* [Task goal] Reproduce each of the records below exactly, leaving the pictures out of your answer.

Image region outline records
>>>>
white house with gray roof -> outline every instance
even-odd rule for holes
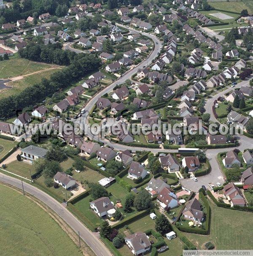
[[[33,161],[38,158],[46,157],[48,150],[42,148],[30,145],[21,150],[21,157],[25,160]]]

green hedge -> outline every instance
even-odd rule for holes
<<<<
* [Solved exercise]
white house with gray roof -> outline every instance
even-odd rule for holes
[[[33,161],[38,158],[46,157],[48,150],[42,148],[30,145],[21,150],[21,157],[25,160]]]

green hedge -> outline every instance
even-odd rule for holes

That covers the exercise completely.